■ The problem ■
Pick out and copy every line of the entries below that contains the word "basket".

■ Data items ■
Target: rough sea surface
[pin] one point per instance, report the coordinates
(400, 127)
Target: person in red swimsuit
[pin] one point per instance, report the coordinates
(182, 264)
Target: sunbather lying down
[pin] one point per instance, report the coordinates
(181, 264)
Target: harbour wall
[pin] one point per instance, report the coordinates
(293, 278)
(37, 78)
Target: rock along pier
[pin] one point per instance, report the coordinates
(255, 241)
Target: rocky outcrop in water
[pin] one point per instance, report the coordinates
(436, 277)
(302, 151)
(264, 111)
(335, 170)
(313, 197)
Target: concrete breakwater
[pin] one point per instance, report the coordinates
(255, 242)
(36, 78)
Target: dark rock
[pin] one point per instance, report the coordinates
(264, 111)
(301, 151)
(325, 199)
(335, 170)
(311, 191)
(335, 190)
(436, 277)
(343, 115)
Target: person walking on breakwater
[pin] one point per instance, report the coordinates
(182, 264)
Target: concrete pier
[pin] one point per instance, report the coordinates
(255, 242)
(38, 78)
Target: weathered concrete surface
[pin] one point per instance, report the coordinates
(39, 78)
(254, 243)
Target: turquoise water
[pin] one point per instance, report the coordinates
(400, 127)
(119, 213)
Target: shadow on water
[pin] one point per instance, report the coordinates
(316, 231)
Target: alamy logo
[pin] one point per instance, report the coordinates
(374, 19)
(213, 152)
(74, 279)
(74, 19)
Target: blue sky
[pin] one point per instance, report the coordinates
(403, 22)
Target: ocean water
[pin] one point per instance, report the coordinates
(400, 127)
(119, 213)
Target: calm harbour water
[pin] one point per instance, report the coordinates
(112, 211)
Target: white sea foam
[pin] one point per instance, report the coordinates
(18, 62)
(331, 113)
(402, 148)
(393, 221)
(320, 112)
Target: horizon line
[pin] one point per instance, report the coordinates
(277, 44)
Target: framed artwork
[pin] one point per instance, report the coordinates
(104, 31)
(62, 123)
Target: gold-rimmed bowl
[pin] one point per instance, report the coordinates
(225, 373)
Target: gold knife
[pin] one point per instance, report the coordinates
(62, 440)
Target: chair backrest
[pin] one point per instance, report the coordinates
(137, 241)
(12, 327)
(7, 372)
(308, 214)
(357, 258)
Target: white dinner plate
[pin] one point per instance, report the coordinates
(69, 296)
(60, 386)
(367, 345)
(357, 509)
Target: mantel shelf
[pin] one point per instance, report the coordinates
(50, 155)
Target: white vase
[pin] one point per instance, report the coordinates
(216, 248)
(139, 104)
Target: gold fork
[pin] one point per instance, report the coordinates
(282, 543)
* * *
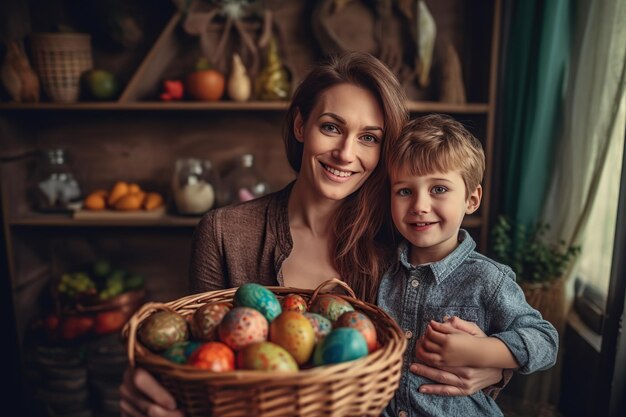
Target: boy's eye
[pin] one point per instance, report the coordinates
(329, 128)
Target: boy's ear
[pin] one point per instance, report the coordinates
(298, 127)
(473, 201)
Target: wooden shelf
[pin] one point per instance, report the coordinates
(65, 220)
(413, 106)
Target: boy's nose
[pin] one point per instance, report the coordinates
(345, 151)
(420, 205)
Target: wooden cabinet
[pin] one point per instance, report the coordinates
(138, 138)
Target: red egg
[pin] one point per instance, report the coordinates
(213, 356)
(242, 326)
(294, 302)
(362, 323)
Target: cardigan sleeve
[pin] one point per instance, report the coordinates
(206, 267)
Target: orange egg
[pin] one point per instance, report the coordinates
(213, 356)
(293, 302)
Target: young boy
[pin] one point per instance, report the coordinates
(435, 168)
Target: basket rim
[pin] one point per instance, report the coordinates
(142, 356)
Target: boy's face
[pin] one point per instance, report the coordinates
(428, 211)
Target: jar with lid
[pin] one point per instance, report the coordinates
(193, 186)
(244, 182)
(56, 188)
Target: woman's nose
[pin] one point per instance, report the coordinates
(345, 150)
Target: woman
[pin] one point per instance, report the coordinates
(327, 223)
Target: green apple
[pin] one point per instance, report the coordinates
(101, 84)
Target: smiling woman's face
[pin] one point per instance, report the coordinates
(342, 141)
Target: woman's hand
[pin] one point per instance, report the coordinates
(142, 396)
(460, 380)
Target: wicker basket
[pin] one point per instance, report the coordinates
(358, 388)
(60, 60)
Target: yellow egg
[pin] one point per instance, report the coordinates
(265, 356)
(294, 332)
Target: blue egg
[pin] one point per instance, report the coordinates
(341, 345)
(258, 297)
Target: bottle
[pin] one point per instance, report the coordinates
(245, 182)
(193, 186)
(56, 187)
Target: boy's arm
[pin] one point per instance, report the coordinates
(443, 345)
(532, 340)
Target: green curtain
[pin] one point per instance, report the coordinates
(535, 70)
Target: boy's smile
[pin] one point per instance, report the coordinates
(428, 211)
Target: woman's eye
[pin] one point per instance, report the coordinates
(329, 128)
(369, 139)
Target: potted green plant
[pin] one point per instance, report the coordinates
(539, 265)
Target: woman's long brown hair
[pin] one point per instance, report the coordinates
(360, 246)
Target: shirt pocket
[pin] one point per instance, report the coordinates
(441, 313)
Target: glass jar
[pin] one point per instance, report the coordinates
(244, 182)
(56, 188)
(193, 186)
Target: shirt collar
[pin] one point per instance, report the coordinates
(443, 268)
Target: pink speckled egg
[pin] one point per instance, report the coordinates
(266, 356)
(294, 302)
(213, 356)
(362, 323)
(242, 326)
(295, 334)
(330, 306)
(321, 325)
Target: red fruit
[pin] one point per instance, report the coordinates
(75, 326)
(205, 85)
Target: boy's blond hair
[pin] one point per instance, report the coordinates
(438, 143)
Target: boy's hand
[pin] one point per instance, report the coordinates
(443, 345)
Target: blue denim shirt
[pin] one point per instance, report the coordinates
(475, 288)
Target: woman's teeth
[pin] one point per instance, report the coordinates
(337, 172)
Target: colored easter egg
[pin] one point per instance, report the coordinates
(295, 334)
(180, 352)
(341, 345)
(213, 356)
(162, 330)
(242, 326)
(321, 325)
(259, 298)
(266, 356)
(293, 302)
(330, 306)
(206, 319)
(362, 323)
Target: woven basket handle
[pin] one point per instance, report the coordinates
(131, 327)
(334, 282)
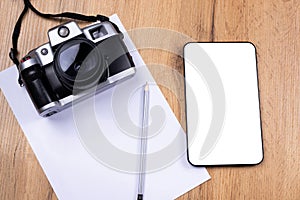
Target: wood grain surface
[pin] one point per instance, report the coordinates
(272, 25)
...
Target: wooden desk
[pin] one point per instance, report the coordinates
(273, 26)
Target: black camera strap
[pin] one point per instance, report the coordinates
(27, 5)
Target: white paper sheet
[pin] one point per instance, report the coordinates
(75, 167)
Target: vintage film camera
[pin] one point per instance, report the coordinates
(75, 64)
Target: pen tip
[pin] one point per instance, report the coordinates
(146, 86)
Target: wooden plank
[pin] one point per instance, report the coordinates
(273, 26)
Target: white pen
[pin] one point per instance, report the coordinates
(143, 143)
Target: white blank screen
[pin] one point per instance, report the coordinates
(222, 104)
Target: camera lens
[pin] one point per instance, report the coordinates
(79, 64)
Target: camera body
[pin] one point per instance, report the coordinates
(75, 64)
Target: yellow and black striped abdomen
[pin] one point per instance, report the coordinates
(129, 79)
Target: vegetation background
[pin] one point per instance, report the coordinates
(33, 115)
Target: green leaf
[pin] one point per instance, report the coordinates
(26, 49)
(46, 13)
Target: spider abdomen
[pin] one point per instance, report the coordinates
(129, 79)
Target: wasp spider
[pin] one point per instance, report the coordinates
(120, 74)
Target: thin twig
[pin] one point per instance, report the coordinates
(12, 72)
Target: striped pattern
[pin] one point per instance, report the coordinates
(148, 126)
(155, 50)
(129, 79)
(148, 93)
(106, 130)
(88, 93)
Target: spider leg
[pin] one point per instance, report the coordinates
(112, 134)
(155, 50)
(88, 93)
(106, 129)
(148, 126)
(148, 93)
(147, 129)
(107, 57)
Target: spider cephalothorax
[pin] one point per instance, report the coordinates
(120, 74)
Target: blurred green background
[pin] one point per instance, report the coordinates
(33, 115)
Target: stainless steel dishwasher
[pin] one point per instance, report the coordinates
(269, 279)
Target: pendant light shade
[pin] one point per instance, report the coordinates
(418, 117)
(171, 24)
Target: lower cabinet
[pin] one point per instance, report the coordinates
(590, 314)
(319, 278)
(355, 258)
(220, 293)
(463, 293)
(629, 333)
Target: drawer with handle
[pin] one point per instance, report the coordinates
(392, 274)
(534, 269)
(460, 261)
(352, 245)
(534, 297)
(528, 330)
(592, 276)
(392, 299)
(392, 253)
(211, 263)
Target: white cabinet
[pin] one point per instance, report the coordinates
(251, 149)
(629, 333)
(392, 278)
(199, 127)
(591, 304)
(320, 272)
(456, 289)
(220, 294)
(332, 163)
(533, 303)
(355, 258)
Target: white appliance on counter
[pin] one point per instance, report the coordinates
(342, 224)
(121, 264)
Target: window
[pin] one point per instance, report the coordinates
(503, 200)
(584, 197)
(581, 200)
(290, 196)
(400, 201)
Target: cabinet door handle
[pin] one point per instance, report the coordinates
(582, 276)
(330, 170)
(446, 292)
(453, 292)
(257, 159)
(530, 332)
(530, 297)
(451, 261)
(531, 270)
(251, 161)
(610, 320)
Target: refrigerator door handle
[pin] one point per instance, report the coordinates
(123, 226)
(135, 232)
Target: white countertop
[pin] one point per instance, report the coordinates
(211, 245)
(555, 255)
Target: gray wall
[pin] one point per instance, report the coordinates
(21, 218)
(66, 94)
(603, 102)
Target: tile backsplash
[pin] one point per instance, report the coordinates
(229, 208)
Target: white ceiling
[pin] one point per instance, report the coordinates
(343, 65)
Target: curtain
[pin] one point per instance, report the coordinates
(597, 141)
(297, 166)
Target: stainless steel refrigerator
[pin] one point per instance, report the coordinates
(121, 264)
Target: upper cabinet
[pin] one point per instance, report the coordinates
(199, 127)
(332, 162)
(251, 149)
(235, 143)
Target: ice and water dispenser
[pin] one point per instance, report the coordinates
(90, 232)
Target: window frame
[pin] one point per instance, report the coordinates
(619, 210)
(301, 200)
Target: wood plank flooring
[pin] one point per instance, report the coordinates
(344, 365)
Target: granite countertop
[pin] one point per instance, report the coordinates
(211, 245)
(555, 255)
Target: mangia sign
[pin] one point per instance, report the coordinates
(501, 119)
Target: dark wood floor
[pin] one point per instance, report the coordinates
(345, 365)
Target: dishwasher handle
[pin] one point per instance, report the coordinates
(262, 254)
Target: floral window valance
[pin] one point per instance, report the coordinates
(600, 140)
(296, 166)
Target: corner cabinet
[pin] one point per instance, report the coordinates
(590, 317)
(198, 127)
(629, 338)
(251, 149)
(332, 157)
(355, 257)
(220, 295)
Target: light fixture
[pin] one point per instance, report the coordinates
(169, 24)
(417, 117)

■ Solution to this exercise ■
Target: basket rim
Target: wicker basket
Target: woven basket handle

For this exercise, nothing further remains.